NOME tuyuh ni tamur, yang bermakna “tidur lelap di bawah tambur/beduk”, sebuah permisalan bernada sindiran kepada seseorang yang tidak faham persoalan atau hajatan besar yang semestinya diketahuinya.
Permisalan ini tentu tidak muncul begitu saja, salah satu sebabnya tentu karena begitu melekatnya Tamur dalam keseharian hidup masyarakat Gayo.
Tamur (Beduk-red) di Gayo kini tinggal cerita saja, nyaris tidak terdengar lagi suaranya dari mersah-mersah (menasah-red) saat masuknya waktu Shalat 5 waktu, saat berbuka puasa di bulan Ramadhan atau waktu-waktu lain yang khusus.
Di beberapa masjid memang masih ada wujudnya seperti di Masjid Ponok Balik dan beberapa masjid lain di dataran tinggi Gayo khususnya Aceh Tengah. Juga ada di Mersah Tue Serempah, Mersah Tue Kebet dan Mersah Padang (Mersah Kute).
Namun barang tersebut kesannya hanya teronggok jadi pajangan, lebih tepat lagi dibiarkan lapuk dimakan Bebur (Rayap-red) seperti yang terjadi di Mersah Serempah Kecamatan Ketol. Mersah yang dibangun berkontruksi kayu dan ditaksir sudah berumur ratusan tahun tersebut telah reot, dan Tamurnya dibiarkan tergeletak begitu saja, tak bisa berbunyi lagi karena kulitnya telah tiada.
Tambur atau beduk dulunya dipakai untuk tanda berbuka puasa atau imsak, dan juga bila ada sesuatu pemberitahuan yang dianggap penting. Tambur tersebut sampai saat ini masih ada juga dipakai, terutama saat berbuka atau imsak apabila lampu listrik mati. “Jadi tambur tersebut senantiasa dipakai untuk hal-hal tertentu dan saat-saat tertentu,” kata tokoh masyarakat Minang di Aceh Tengah, Irvan Rasyid yang sejak kecil menjadi jama’ah di Mersah Kute tersebut.
Di Kampung Kenawat Lut, pernah ada Tamur yang dibuat berbahan kayu Grupel, namun saat konplik Aceh berkecamuk di tahun 1998-2004 entah bagaimana sudah jadi abu dijadikan kayu bakar oleh warga yang kebetulan bertugas jaga malam kala itu. Begitu penjelasan Zulfikar, warga Kenawat Lut.

Tamur di Mersah Kebet juga dibiarkan tergeletak bersama barang-barang yang semi berguna lainnya dalam gudang. Mersah Kebet sendiri sudah tidak dipakai lagi sebagai sarana ibadah, disana sudah berdiri masjid megah yang termasuk masjid termegah yang ada di Aceh Tengah.
“Seingat saya sejak tahun 1939, tamur di Mersah Kebet mulai digunakan sebagai pengingat waktu shalat dan di bulan puasa. Penggunaan Tamur mulai hilang baru-baru ini saja, sejak mulai dibangun dan dipakai masjid yang sekarang,” kata AS Kobat Aman Pit.

DATA TEREKAM:
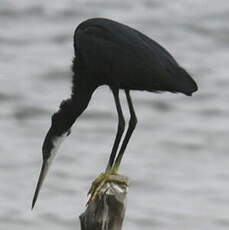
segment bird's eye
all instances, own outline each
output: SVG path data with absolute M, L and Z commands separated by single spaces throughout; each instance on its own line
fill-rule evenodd
M 56 118 L 57 118 L 57 113 L 54 113 L 54 114 L 52 115 L 52 122 L 55 121 Z

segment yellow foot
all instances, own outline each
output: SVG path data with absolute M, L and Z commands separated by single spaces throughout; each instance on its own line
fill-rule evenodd
M 115 182 L 115 183 L 127 185 L 127 181 L 124 178 L 121 178 L 117 173 L 117 171 L 114 169 L 111 169 L 104 173 L 100 173 L 99 176 L 97 176 L 96 179 L 91 184 L 91 188 L 89 189 L 88 192 L 90 198 L 87 204 L 96 199 L 97 195 L 100 193 L 103 186 L 108 182 Z

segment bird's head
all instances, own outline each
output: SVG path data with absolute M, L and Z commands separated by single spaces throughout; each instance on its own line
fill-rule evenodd
M 58 112 L 52 116 L 51 127 L 45 137 L 42 152 L 43 158 L 49 159 L 55 156 L 60 144 L 70 134 L 70 129 L 75 121 L 71 100 L 65 100 L 60 104 Z

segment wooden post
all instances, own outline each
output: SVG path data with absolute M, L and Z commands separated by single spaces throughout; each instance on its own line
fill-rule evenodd
M 112 175 L 114 181 L 104 184 L 94 201 L 80 215 L 81 230 L 121 230 L 126 210 L 128 179 Z

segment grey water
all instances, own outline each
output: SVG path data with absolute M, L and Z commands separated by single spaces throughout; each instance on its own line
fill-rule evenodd
M 199 85 L 193 97 L 132 92 L 139 122 L 121 166 L 130 180 L 123 229 L 228 230 L 228 0 L 0 0 L 0 230 L 80 229 L 116 132 L 107 87 L 77 120 L 30 207 L 50 117 L 70 95 L 73 31 L 92 17 L 152 37 Z

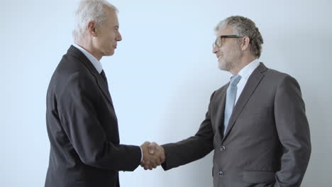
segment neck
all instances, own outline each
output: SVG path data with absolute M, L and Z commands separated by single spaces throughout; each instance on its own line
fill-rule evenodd
M 229 72 L 233 75 L 237 75 L 238 72 L 241 71 L 242 69 L 243 69 L 245 67 L 249 64 L 251 62 L 254 61 L 256 57 L 252 55 L 250 55 L 248 57 L 243 57 L 240 60 L 240 62 L 237 64 L 237 65 L 234 67 L 232 69 L 231 69 Z
M 89 52 L 91 55 L 95 57 L 99 61 L 100 61 L 100 60 L 101 59 L 102 55 L 98 52 L 98 50 L 96 49 L 96 47 L 94 47 L 94 45 L 92 45 L 91 42 L 81 40 L 79 41 L 75 41 L 74 43 L 79 45 L 79 47 L 82 47 L 83 49 L 84 49 L 86 51 Z

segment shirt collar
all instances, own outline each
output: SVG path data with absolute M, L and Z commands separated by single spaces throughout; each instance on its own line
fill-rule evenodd
M 260 62 L 258 59 L 255 59 L 254 61 L 249 63 L 245 67 L 243 67 L 239 72 L 238 74 L 241 76 L 241 79 L 245 79 L 248 80 L 249 76 L 253 71 L 260 65 Z
M 91 63 L 94 65 L 94 68 L 97 70 L 98 73 L 101 73 L 101 71 L 103 70 L 103 67 L 101 66 L 101 63 L 95 57 L 94 55 L 91 55 L 90 52 L 87 52 L 86 50 L 83 49 L 81 46 L 77 45 L 77 44 L 73 44 L 74 47 L 79 50 L 84 55 L 90 60 Z

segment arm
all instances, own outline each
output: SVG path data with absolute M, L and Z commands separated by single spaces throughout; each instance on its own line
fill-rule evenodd
M 290 76 L 277 87 L 275 118 L 283 149 L 275 186 L 300 186 L 311 154 L 310 132 L 299 84 Z
M 79 73 L 70 77 L 57 99 L 60 120 L 78 157 L 94 167 L 133 171 L 140 162 L 138 146 L 114 144 L 109 142 L 97 119 L 93 80 Z M 106 114 L 107 115 L 107 114 Z
M 199 159 L 211 152 L 214 148 L 214 134 L 211 124 L 211 101 L 206 114 L 205 120 L 201 123 L 199 130 L 194 136 L 178 142 L 162 145 L 165 149 L 165 162 L 162 164 L 164 170 L 187 164 Z

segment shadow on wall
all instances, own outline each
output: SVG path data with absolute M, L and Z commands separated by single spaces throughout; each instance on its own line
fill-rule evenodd
M 194 135 L 204 120 L 211 94 L 223 85 L 216 80 L 220 80 L 220 76 L 196 76 L 179 85 L 178 91 L 170 98 L 164 115 L 163 121 L 168 125 L 160 128 L 162 140 L 176 142 Z M 226 84 L 227 79 L 223 81 Z M 212 186 L 214 152 L 203 159 L 167 171 L 162 177 L 165 186 Z

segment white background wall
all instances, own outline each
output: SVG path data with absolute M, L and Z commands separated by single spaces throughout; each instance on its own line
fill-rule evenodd
M 160 144 L 193 135 L 210 94 L 230 74 L 211 53 L 216 24 L 242 15 L 264 38 L 260 60 L 299 82 L 312 154 L 302 186 L 331 186 L 331 1 L 111 1 L 120 10 L 119 42 L 101 62 L 121 143 Z M 77 1 L 4 1 L 0 6 L 0 186 L 43 186 L 50 144 L 49 80 L 72 43 Z M 212 154 L 165 172 L 121 172 L 121 186 L 211 186 Z

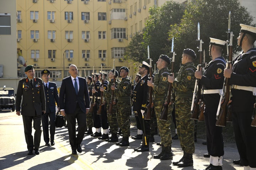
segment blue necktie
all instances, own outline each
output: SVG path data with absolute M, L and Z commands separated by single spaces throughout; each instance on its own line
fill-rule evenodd
M 74 80 L 75 80 L 75 90 L 76 91 L 76 93 L 77 95 L 78 93 L 78 86 L 76 82 L 76 79 L 75 79 Z

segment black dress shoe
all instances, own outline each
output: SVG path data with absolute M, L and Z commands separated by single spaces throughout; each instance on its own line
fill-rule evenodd
M 39 155 L 40 154 L 40 151 L 38 149 L 35 149 L 35 155 Z
M 96 132 L 92 135 L 91 135 L 91 136 L 93 137 L 99 137 L 101 136 L 101 132 L 100 132 L 99 133 L 98 132 Z
M 81 146 L 80 144 L 78 144 L 77 149 L 76 149 L 76 150 L 79 153 L 82 152 L 82 148 L 81 148 Z
M 76 153 L 76 151 L 75 150 L 72 150 L 72 153 L 71 154 L 72 155 L 76 155 L 77 154 Z
M 139 135 L 138 134 L 135 136 L 133 136 L 132 137 L 132 139 L 140 139 L 142 140 L 142 137 L 143 137 L 143 135 Z

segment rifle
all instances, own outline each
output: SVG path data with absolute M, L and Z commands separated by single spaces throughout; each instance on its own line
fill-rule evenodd
M 200 24 L 199 22 L 198 23 L 197 25 L 197 41 L 198 41 L 198 42 L 199 47 L 197 47 L 197 49 L 199 49 L 198 51 L 199 53 L 199 64 L 197 66 L 197 70 L 200 71 L 201 68 L 202 67 L 203 56 L 202 53 L 203 51 L 202 51 L 202 44 L 203 43 L 203 42 L 202 40 L 200 40 Z M 197 91 L 196 93 L 197 87 Z M 195 100 L 194 98 L 196 93 L 197 95 L 196 98 Z M 198 120 L 200 105 L 198 103 L 200 101 L 201 98 L 201 79 L 197 79 L 196 80 L 195 87 L 192 99 L 192 103 L 191 104 L 191 116 L 190 118 L 191 119 Z
M 227 63 L 227 68 L 229 68 L 232 62 L 232 56 L 233 55 L 233 46 L 232 45 L 232 40 L 233 39 L 233 32 L 230 32 L 230 24 L 231 12 L 229 11 L 229 14 L 228 28 L 228 40 L 227 40 L 227 56 L 228 56 L 228 61 Z M 228 44 L 229 44 L 228 45 Z M 225 92 L 224 91 L 225 90 Z M 228 115 L 228 103 L 229 100 L 230 85 L 229 84 L 229 79 L 225 78 L 224 83 L 222 88 L 222 92 L 220 95 L 220 98 L 219 103 L 219 106 L 217 110 L 216 114 L 216 121 L 215 125 L 218 126 L 225 127 L 226 124 L 227 115 Z M 222 101 L 223 102 L 222 104 Z M 230 107 L 229 107 L 230 108 Z M 231 112 L 229 112 L 231 113 Z M 229 114 L 229 117 L 230 114 Z
M 175 52 L 173 51 L 174 47 L 174 38 L 172 38 L 172 50 L 171 52 L 172 53 L 172 64 L 171 70 L 172 72 L 171 73 L 170 75 L 172 76 L 173 74 L 174 74 L 174 58 L 175 57 Z M 167 120 L 167 115 L 168 115 L 168 106 L 169 103 L 171 102 L 171 100 L 172 96 L 172 83 L 169 82 L 168 83 L 168 90 L 167 90 L 167 103 L 166 104 L 164 103 L 162 107 L 162 110 L 161 112 L 161 115 L 160 116 L 159 120 Z
M 114 59 L 113 60 L 113 69 L 114 69 L 114 80 L 113 83 L 116 83 L 116 69 L 114 68 Z M 108 114 L 112 114 L 113 112 L 113 103 L 114 102 L 114 90 L 112 90 L 111 92 L 111 100 L 110 102 L 108 105 Z
M 149 47 L 148 46 L 148 59 L 149 60 L 149 79 L 151 80 L 152 78 L 152 60 L 149 57 Z M 146 107 L 146 115 L 144 118 L 145 120 L 150 120 L 151 119 L 151 104 L 152 103 L 152 87 L 149 87 L 148 91 L 148 95 L 149 96 L 149 103 Z

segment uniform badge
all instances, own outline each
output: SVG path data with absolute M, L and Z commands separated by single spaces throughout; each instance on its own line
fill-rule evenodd
M 218 69 L 217 69 L 217 73 L 218 74 L 220 74 L 222 72 L 222 70 L 220 68 L 218 68 Z
M 256 61 L 254 61 L 252 62 L 252 65 L 254 67 L 256 67 Z

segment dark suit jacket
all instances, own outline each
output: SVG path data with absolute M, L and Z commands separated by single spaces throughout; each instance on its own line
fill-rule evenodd
M 79 89 L 77 95 L 73 85 L 71 76 L 62 80 L 59 94 L 60 110 L 65 110 L 66 114 L 73 113 L 78 103 L 82 111 L 86 113 L 86 108 L 90 108 L 90 100 L 86 79 L 78 76 Z
M 149 77 L 146 75 L 136 85 L 133 94 L 133 111 L 145 110 L 148 101 L 148 80 Z
M 46 96 L 46 112 L 56 112 L 56 104 L 59 107 L 59 95 L 57 90 L 57 86 L 56 83 L 53 82 L 49 82 L 49 86 L 47 90 L 44 84 L 44 94 Z
M 41 79 L 34 78 L 33 87 L 27 78 L 19 81 L 16 96 L 16 111 L 21 111 L 21 114 L 26 116 L 35 116 L 36 112 L 37 115 L 42 115 L 42 110 L 46 110 L 43 84 Z

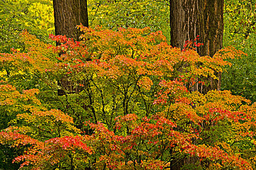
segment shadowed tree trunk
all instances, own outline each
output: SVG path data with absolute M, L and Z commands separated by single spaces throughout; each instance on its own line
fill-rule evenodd
M 55 35 L 66 35 L 74 41 L 79 41 L 81 32 L 76 27 L 80 23 L 89 26 L 87 0 L 53 0 L 53 8 Z M 58 85 L 68 91 L 74 91 L 72 83 L 64 78 L 58 81 Z M 58 94 L 62 96 L 64 90 L 59 89 Z
M 222 48 L 223 5 L 223 0 L 170 0 L 171 45 L 182 49 L 186 40 L 199 35 L 204 45 L 197 48 L 197 52 L 212 57 Z M 210 78 L 210 85 L 195 90 L 204 94 L 219 90 L 221 74 L 216 74 L 218 81 Z
M 223 0 L 170 0 L 171 45 L 182 49 L 186 40 L 193 40 L 199 35 L 199 42 L 204 45 L 197 48 L 197 51 L 200 56 L 212 57 L 222 48 L 223 5 Z M 198 86 L 197 84 L 193 90 L 203 94 L 213 89 L 219 90 L 221 74 L 216 72 L 216 75 L 218 80 L 206 78 L 203 80 L 210 85 Z M 185 156 L 171 161 L 170 169 L 180 170 L 198 161 L 196 156 Z

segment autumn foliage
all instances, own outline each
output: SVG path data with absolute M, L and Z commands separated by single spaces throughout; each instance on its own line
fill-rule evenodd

LATIHAN TERTULIS 1:
Sebutkan semua orang yang namanya disebut sebagai pemberi keterangan dalam teks tentang tamur di Gayo.
LATIHAN TERTULIS 2:
Tolong tuliskan lanjutan teks tentang tamur di Gayo, dimulai sesudah kalimat terakhirnya.

JAWABAN TUGAS 1:
Irvan Rasyid, Zulfikar, AS Kobat Aman Pit

JAWABAN TUGAS 2:
Reje Kampung Kebet, Muslim mengaku pihaknya ingin sekali melestarikan Mersah Tue Kebet peninggalan leluhurnya tersebut termasuk Tamur, namun mereka tidak punya biaya untuk merawatnya.
“Kami kekurangan dana merawat dan menjaga merah bersejarah tersebut, karenanya jika berkenan agar Pemerintah Aceh Tengah segera mengucurkan dana agar peninggalan muyang datu tersebut tidak rusak”, kata Muslim beberap waktu lalu. Pun demikian, pihaknya tetap berupaya merawat Mersah tersebut, namun dirasa tidak maksimal karena tidak mempunyai dana khusus.

Sementara menurut kepala Mukim Toweren, Tgk. Haikal Sadiq, Tamur di pemukiman tersebut masih disimpan di beberapa Mersah namun sudah jarang digunakan saat tiba waktu shalat atau waktu imsak dan berbuka puasa di bulan Ramadhan. Namun jika listrik mati berkepanjangan seperti yang terjadi beberapa tahun lalu, maka Tamur akan kembali dipakai warga setempat.
Mirisnya di Linge, kawasan yang paling bersejarah di dataran tinggi Gayo, Tamur juga tidak lagi difungsikan di Mersah-Mersah atau Masjid. “Semua sudah tergantikan oleh load speaker,” ujar Kepala Urusan Agama (KUA) kecamatan Linge Mahbub Fauzie.
Di Bintang masih eksis
Patut di apresiasi, saat zaman moderen sekarang ini, bila ingin dengar suara Tamur saat bulan Ramadhan, boleh datang ke kecamatan Bintang Aceh Tengah, sebuah kemukiman yang terdiri dari beberapa kampung disisi paling timur Danau Lut Tawar masih bisa didengar suara Tamur, khususnya di bulan Ramadhan.
Menurut Pamong Budaya, Mukhlis Muhdan yang juga putra kelahiran Bintang, saat Ramadhan setiap waktu shalat 5 waktu, saat waktu berbuka puasa telah tiba, saat membangunkan kaum ibu untuk memasak makanan sahur serta saat imsak tiba para Bebujang (remaja putra-red).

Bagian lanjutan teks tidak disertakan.